Records excerpted from a collection:

━━━━━━━━━━━━━━━━━━━━

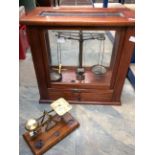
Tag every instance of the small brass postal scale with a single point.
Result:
(47, 130)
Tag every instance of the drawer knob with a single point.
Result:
(76, 91)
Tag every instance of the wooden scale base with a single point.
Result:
(52, 136)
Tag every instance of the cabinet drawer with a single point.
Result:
(68, 95)
(82, 95)
(98, 97)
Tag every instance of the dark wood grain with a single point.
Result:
(93, 89)
(49, 138)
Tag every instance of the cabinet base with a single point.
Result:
(51, 137)
(84, 102)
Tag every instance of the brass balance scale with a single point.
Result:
(47, 130)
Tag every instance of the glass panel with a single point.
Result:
(88, 14)
(79, 55)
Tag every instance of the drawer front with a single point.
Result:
(65, 94)
(98, 97)
(82, 95)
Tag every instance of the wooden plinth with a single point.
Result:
(53, 136)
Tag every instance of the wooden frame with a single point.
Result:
(108, 89)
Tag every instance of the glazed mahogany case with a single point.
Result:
(92, 90)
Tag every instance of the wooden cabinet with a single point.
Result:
(92, 90)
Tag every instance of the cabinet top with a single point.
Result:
(69, 16)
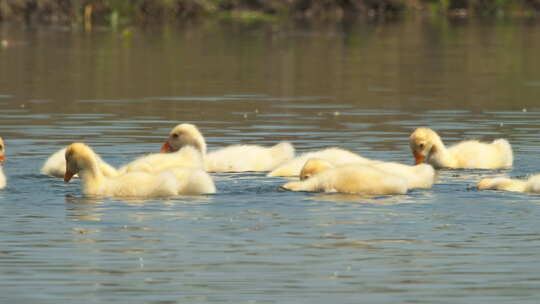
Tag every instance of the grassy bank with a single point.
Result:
(148, 11)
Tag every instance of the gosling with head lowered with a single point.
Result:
(427, 146)
(82, 160)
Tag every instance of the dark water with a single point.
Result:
(363, 87)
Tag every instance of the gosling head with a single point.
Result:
(77, 155)
(314, 166)
(184, 135)
(422, 142)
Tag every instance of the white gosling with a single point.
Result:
(187, 157)
(336, 156)
(355, 179)
(419, 176)
(531, 185)
(427, 146)
(3, 180)
(235, 158)
(81, 159)
(55, 165)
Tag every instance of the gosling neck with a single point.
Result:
(91, 176)
(439, 156)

━━━━━━━━━━━━━━━━━━━━

• **Task prompt**: The word "base" appears in some lines of the data. Copy every one of those lines.

• **Answer to the exercise**:
Tag every instance of the wooden scale base with a single point.
Tag every instance of the cabinet base with a single point.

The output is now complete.